**Stated task**
Output every line exactly as written. Leave out pictures.

Pointing records
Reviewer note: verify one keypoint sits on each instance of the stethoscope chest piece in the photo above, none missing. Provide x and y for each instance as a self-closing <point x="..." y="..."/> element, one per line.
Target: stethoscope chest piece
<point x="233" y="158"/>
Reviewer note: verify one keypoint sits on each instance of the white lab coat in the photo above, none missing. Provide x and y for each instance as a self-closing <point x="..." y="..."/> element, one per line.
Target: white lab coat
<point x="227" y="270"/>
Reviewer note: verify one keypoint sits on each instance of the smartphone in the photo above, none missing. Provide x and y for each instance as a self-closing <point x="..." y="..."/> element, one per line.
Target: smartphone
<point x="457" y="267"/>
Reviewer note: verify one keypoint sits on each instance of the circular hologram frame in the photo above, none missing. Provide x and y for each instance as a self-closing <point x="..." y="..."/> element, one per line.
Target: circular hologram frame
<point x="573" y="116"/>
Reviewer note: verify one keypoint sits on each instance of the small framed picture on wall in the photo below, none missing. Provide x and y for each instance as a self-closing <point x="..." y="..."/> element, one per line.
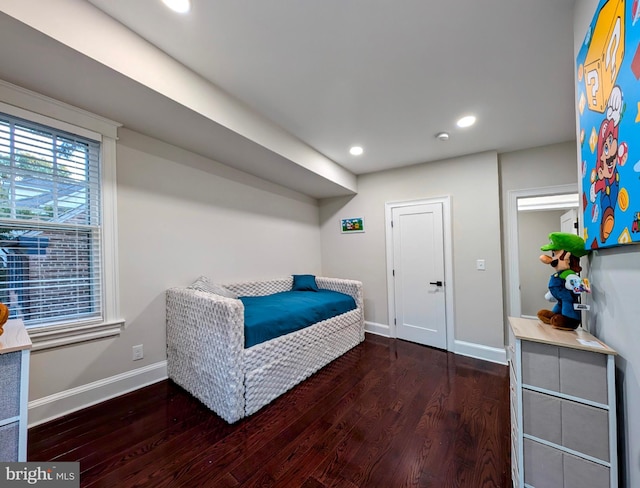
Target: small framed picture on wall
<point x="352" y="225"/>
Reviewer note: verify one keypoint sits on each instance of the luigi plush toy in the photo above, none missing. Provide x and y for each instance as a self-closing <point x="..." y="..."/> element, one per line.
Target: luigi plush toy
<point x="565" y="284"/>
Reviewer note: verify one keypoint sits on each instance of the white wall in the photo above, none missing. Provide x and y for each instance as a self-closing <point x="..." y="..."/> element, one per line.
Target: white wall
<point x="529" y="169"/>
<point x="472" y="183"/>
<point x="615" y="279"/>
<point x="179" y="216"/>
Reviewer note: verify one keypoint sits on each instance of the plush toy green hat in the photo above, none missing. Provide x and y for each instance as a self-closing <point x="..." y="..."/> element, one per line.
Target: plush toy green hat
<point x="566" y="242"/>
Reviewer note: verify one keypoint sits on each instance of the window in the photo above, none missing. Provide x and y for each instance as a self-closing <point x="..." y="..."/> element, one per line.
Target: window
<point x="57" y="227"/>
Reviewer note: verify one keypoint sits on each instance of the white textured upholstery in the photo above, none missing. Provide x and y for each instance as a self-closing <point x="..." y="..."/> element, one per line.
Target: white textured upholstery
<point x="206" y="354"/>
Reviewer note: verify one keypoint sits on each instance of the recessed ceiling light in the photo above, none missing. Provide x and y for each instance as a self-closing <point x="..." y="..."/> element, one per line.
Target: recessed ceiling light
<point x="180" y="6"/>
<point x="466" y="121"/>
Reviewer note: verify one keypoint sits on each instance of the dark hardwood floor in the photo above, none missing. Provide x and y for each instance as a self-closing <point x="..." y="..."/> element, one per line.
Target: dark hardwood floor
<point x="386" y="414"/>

**Full output**
Reviewer note: verify one keypoint sits on each instance of the stethoscope chest piece in the photo above, none missing. Provide x and y for each instance as a self-closing <point x="..." y="..."/> element, one per line.
Target: stethoscope chest piece
<point x="233" y="158"/>
Reviewer note: verify one keypoint sits on each instance of the white lab coat in the photo above, none missing. Provide x and y for each instance as a self-closing <point x="..." y="..."/> element, one per line.
Target: white lab coat
<point x="227" y="270"/>
Reviewer note: verify one keypoint sits on each instance of the smartphone in the photo above, none missing. Provide x and y for each instance as a self-closing <point x="..." y="..."/> element, one per line.
Target: smartphone
<point x="457" y="267"/>
Reviewer note: verify one keypoint sits on each instance of the circular hologram frame in the photo above, none missing. Provide x and y for each instance as a self-closing <point x="..." y="..."/> element, one per line.
Target: circular hologram frame
<point x="573" y="116"/>
Reviewer note: verify one keypoint sits on each instance of the small framed picture on wall in the photo below, none missing. Provide x and y for each instance as a self-closing <point x="..." y="..."/> element, one per line.
Target: small framed picture on wall
<point x="352" y="225"/>
Reviewer note: verify one keypoint sits on each instance of the luigi plush toy in the photo above, none missing. Provide x and y for each instance as a self-closing <point x="..." y="..."/> element, one per line.
Target: luigi plush toy
<point x="565" y="284"/>
Reviewer note: verify one keypoint sits on each instance of the white wall in the photo above, none missing. Provide x and y for each instance as a self-closing <point x="..." y="..."/> element, one per line.
Target: white wall
<point x="529" y="169"/>
<point x="472" y="183"/>
<point x="615" y="279"/>
<point x="179" y="216"/>
Reviewer note: verify one keypoint sits on each instance of the plush toy green hat in the photo above, none missing. Provide x and y for each instance as a self-closing <point x="..." y="..."/> element, one per line.
Target: plush toy green hat
<point x="566" y="242"/>
Reviewer note: verify one keypoint sits on each instance of the window in the photo above, none missing. Provide x and y for each instance as a self-closing <point x="..." y="..."/> element, one per line.
Target: window
<point x="57" y="227"/>
Reviewer note: verify one keypoint sits on each instance of the white textured upholstery in the photo above, none missing. Provide x and y for each instance as a self-closing <point x="..." y="..."/> element, one per line.
Target: white textured upholstery
<point x="206" y="354"/>
Reviewer note: verify one keypoint sits on each instance of the recessed ceiling light in the photo above, none missing. Provide x and y for each instance as a self-closing <point x="..." y="..."/> element, one per line.
Target: recessed ceiling light
<point x="180" y="6"/>
<point x="466" y="121"/>
Reviewer note: verify one keypoint sits on each instance of the dark hardwood floor in the photo above, none missing. Provide x and y for each instance as a self-closing <point x="..." y="..."/> element, one per line.
Target: dark hardwood floor
<point x="386" y="414"/>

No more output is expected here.